To do:
Can you copy out the passage below on the early years of the AC&R journal, word for word and in full?

Extract:
◆ ◆ ◆ ◆
In addition, say Drs. Alarcón and Callahan, ARHP members were concerned that the shift to a more clinical focus meant rheumatology health professionals would not have a journal solely dedicated to their domain. But indeed, says Dr. Callahan, the compromise allowed the journal to survive. “Overall, rheumatologists and professionals working in the field have gained” from the changes, agrees Dr. Alarcón.
Gene G. Hunder, MD, professor emeritus in the department of internal medicine/rheumatology at the Mayo Clinic, Rochester, Minn., steered AC&R through the first years of the merged publications. “My charge was to secure more clinically related articles that were starting to go to other journals,” he recalls. “I thought it was an interesting challenge.” It was a growth period, and Dr. Hunder did a fair amount of soliciting submissions from presenters at ACR meetings. “By the time I finished [he served as editor from 2000–2005] we had quite a few more articles submitted, and our rejection rate had increased from an original 20% to around 60%,” a reflection of the increasing quality of submissions. Dr. Hunder also initiated “Pro and Con,” “Updates,” and “Trainee Rounds,” three new article types to stimulate readership. “It was a lot of fun,” he says. “And I think we saved it from being deleted as a journal. Now it has established itself very nicely.”
◆ ◆ ◆ ◆
Record excerpts:

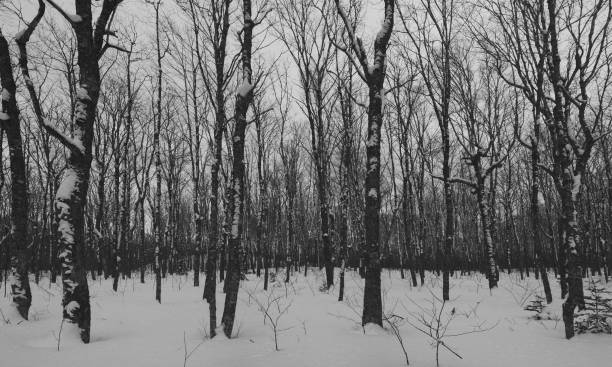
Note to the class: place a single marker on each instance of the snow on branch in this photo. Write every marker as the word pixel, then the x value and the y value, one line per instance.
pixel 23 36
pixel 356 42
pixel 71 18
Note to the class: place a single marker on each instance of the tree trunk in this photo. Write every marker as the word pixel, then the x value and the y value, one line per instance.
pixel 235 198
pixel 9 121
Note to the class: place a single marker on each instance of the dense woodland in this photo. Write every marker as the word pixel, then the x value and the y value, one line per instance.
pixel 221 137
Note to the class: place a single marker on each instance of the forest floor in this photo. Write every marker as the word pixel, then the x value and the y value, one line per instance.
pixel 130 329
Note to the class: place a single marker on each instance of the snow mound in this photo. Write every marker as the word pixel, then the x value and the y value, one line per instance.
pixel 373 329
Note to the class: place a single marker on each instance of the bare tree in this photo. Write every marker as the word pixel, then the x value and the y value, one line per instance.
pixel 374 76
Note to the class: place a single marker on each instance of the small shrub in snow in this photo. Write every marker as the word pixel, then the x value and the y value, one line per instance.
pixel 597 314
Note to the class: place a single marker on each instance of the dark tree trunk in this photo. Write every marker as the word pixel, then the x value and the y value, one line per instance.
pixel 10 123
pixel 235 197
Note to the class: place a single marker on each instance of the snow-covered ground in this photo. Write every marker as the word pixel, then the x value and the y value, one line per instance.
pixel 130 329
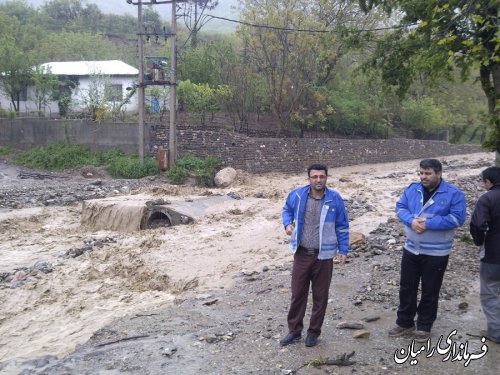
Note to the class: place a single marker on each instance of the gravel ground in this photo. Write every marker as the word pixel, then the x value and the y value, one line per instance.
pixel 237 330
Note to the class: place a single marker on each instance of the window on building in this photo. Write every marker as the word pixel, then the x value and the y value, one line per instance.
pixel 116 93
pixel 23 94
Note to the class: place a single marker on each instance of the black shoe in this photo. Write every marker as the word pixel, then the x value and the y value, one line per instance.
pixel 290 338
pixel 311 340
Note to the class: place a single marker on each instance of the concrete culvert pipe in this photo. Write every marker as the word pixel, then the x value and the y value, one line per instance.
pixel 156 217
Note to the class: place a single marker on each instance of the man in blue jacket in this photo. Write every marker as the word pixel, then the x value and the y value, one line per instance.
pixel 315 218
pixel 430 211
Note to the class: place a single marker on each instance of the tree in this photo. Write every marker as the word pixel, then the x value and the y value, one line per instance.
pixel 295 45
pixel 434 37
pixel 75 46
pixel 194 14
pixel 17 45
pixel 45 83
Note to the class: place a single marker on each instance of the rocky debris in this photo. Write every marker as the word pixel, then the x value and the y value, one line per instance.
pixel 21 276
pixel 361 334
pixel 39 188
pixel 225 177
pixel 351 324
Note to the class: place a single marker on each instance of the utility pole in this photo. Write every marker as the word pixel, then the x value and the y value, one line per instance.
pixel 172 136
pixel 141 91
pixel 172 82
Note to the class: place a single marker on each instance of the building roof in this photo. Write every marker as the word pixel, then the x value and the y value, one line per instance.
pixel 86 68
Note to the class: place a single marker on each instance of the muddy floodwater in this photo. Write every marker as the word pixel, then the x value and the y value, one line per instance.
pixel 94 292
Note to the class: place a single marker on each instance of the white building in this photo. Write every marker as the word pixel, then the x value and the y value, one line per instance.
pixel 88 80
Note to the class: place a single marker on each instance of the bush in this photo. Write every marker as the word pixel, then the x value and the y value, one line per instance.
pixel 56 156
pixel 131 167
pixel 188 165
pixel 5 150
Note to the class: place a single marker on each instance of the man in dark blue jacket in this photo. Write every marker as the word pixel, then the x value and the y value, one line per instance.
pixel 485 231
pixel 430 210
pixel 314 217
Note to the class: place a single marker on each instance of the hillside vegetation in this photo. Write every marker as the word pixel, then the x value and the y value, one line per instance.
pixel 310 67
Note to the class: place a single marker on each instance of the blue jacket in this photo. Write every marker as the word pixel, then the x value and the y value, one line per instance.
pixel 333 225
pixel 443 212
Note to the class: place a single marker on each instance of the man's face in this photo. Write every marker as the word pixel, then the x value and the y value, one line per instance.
◆ ◆ ◆ ◆
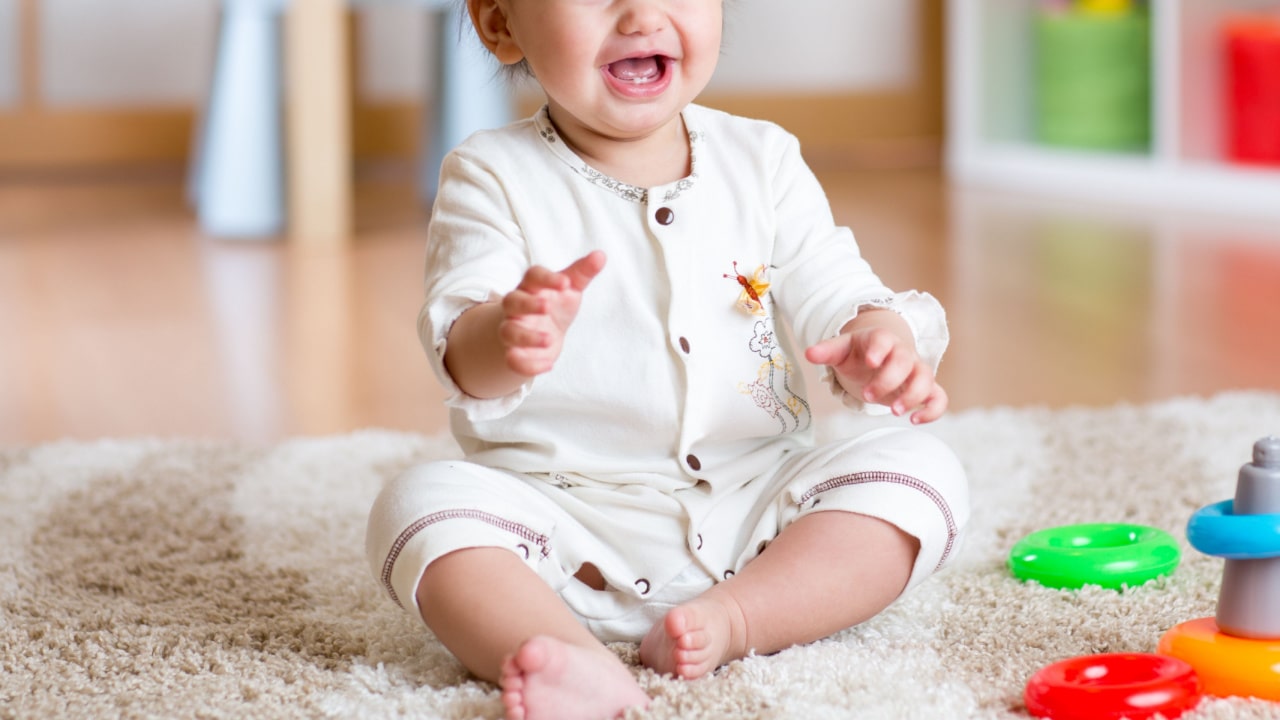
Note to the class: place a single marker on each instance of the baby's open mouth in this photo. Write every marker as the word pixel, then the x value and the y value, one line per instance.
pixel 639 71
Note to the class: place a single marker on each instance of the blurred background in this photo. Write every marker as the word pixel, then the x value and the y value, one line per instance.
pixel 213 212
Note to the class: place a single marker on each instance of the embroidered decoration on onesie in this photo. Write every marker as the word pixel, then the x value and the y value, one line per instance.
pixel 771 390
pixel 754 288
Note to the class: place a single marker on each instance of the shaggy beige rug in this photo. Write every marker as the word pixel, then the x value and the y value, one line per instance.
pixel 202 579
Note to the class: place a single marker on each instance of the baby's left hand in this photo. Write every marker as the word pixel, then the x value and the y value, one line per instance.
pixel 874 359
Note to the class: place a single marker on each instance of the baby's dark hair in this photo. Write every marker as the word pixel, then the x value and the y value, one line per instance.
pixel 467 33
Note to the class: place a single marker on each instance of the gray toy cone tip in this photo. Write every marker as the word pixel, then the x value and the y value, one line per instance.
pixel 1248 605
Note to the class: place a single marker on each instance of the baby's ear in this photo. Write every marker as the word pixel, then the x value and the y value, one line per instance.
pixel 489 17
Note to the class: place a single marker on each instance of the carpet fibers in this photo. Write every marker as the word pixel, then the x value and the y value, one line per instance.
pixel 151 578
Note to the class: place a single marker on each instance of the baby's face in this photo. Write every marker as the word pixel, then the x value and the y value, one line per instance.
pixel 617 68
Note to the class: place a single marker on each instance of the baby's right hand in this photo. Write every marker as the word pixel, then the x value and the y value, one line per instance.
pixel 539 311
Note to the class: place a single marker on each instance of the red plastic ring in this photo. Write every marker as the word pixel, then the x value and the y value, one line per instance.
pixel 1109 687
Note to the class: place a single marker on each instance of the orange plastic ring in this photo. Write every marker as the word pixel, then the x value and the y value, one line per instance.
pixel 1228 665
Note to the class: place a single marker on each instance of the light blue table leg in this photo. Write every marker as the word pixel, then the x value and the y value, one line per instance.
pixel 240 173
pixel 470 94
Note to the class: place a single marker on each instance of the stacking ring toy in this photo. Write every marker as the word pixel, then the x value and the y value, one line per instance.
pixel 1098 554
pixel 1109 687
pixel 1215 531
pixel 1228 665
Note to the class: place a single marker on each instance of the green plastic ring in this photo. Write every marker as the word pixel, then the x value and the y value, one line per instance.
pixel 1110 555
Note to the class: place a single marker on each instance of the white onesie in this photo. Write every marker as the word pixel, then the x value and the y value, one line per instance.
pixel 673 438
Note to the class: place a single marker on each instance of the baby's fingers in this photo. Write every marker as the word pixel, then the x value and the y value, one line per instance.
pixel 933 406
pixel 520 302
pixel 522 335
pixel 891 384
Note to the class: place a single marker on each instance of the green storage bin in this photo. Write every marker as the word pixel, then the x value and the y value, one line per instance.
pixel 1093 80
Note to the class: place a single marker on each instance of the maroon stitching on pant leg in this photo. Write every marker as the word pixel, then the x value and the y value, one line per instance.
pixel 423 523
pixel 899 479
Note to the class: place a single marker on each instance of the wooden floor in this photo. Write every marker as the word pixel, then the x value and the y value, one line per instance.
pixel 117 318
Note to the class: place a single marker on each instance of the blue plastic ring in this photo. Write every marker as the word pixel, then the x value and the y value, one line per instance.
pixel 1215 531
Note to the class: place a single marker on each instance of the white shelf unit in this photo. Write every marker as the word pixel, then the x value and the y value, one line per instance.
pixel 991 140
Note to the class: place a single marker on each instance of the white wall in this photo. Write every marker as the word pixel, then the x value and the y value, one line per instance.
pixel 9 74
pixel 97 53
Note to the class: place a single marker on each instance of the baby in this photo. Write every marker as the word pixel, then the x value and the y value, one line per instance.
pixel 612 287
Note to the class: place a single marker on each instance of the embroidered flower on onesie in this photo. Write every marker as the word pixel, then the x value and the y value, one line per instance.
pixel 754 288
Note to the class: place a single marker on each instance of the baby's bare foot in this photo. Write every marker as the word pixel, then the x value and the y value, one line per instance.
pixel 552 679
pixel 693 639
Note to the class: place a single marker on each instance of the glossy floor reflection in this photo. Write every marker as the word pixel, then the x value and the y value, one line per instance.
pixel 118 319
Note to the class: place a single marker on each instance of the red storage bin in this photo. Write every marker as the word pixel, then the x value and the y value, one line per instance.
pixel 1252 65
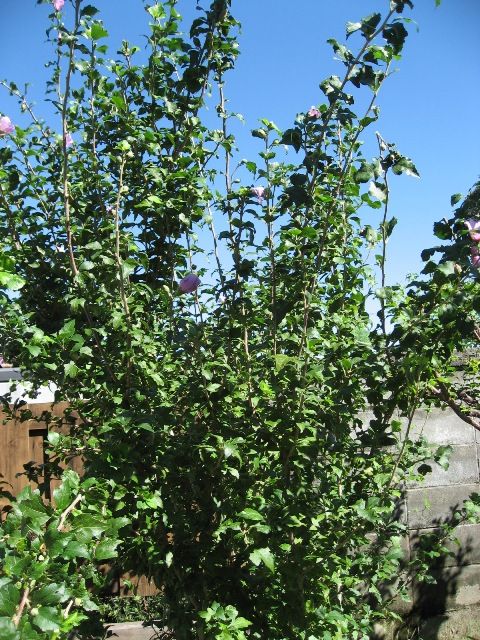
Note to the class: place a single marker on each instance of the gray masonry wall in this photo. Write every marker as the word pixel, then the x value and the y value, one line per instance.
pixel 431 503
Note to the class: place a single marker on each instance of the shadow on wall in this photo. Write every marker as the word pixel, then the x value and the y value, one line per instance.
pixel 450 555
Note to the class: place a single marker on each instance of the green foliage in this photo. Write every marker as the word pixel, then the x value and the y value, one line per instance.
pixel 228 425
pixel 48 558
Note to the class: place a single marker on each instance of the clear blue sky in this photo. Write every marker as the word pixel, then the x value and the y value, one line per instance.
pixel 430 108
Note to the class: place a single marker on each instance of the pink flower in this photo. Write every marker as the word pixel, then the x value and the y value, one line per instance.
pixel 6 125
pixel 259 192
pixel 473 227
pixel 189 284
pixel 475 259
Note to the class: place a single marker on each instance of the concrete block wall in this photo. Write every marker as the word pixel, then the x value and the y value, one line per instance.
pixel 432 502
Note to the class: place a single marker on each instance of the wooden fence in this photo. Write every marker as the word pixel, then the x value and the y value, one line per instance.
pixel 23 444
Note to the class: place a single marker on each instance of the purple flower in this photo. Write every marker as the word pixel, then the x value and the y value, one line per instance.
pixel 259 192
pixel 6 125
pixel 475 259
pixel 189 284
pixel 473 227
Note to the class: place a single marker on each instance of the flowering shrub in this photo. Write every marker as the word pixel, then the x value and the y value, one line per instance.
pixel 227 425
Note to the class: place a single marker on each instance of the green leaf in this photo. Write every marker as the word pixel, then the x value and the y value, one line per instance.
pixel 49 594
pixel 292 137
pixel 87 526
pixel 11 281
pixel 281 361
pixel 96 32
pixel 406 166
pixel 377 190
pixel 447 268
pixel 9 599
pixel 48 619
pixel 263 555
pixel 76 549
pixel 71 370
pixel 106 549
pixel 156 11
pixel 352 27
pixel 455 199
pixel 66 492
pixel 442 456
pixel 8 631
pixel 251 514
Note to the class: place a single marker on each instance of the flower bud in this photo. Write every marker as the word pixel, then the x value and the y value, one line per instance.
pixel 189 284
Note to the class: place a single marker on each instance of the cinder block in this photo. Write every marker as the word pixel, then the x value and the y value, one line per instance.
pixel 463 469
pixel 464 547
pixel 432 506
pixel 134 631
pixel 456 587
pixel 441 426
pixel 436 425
◆ ◆ ◆ ◆
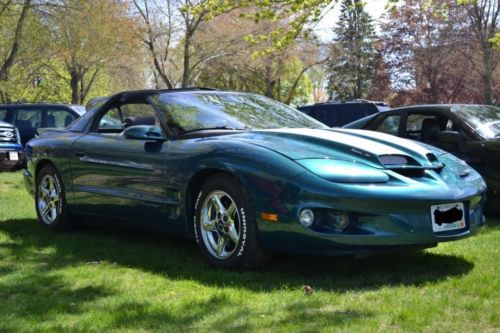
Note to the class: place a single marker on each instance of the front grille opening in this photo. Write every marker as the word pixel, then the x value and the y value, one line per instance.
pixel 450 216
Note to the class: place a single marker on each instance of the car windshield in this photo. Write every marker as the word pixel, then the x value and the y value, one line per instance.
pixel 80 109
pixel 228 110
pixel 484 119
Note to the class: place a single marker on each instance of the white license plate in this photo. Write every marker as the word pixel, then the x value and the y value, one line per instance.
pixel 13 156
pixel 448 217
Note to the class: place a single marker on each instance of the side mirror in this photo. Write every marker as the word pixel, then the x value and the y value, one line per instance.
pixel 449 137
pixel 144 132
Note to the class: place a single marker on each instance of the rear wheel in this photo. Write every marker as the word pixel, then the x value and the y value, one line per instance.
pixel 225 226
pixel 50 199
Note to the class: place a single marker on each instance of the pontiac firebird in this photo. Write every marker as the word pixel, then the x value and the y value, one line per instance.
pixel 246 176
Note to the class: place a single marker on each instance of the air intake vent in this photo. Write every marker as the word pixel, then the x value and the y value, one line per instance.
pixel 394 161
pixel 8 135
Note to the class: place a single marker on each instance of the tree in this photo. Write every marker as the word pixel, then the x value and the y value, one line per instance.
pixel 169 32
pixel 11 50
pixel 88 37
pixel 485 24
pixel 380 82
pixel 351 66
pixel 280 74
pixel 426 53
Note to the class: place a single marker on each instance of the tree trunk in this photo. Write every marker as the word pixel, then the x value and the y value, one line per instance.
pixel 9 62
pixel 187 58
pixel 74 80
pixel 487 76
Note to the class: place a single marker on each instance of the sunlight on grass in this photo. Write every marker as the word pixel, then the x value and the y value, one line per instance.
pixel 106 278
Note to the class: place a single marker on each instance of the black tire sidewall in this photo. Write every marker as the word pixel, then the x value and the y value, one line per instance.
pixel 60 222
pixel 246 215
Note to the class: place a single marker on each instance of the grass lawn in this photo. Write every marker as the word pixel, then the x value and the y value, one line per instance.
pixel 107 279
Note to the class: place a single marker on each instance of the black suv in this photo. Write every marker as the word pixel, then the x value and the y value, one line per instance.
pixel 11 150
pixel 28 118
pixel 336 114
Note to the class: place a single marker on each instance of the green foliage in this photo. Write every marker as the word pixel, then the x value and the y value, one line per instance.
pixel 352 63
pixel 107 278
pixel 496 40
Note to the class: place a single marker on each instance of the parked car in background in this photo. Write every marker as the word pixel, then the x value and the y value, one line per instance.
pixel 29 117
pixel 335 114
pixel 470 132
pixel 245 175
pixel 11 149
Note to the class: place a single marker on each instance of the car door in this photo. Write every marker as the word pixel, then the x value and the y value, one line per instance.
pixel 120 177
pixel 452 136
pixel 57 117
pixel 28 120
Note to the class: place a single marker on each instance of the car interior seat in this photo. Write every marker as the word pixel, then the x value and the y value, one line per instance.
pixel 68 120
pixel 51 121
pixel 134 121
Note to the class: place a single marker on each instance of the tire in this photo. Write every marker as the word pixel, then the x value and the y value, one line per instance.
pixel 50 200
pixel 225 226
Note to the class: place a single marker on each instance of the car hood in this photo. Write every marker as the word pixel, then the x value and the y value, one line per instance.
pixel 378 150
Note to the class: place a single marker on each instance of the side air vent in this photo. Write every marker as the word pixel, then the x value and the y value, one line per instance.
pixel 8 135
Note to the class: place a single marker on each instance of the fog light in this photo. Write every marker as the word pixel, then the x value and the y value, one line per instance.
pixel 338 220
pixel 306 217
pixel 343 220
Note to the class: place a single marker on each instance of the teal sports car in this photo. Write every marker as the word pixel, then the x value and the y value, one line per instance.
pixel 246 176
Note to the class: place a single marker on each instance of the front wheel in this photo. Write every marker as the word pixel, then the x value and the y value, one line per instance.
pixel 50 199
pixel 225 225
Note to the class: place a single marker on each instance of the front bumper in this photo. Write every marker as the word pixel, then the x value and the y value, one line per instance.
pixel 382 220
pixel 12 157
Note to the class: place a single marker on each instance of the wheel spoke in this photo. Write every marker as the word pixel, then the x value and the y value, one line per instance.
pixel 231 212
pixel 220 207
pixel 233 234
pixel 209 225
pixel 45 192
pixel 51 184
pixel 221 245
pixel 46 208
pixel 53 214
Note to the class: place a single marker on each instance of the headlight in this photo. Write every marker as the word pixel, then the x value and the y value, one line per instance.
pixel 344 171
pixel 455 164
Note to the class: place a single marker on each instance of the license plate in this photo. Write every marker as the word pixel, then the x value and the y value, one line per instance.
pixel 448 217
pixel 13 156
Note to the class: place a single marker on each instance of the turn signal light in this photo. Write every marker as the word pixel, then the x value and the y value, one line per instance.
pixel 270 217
◆ ◆ ◆ ◆
The answer:
In addition, say Drs. Alarcón and Callahan, ARHP members were concerned that the shift to a more clinical focus meant rheumatology health professionals would not have a journal solely dedicated to their domain. But indeed, says Dr. Callahan, the compromise allowed the journal to survive. “Overall, rheumatologists and professionals working in the field have gained” from the changes, agrees Dr. Alarcón.
Gene G. Hunder, MD, professor emeritus in the department of internal medicine/rheumatology at the Mayo Clinic, Rochester, Minn., steered AC&R through the first years of the merged publications. “My charge was to secure more clinically related articles that were starting to go to other journals,” he recalls. “I thought it was an interesting challenge.” It was a growth period, and Dr. Hunder did a fair amount of soliciting submissions from presenters at ACR meetings. “By the time I finished [he served as editor from 2000–2005] we had quite a few more articles submitted, and our rejection rate had increased from an original 20% to around 60%,” a reflection of the increasing quality of submissions. Dr. Hunder also initiated “Pro and Con,” “Updates,” and “Trainee Rounds,” three new article types to stimulate readership. “It was a lot of fun,” he says. “And I think we saved it from being deleted as a journal. Now it has established itself very nicely.”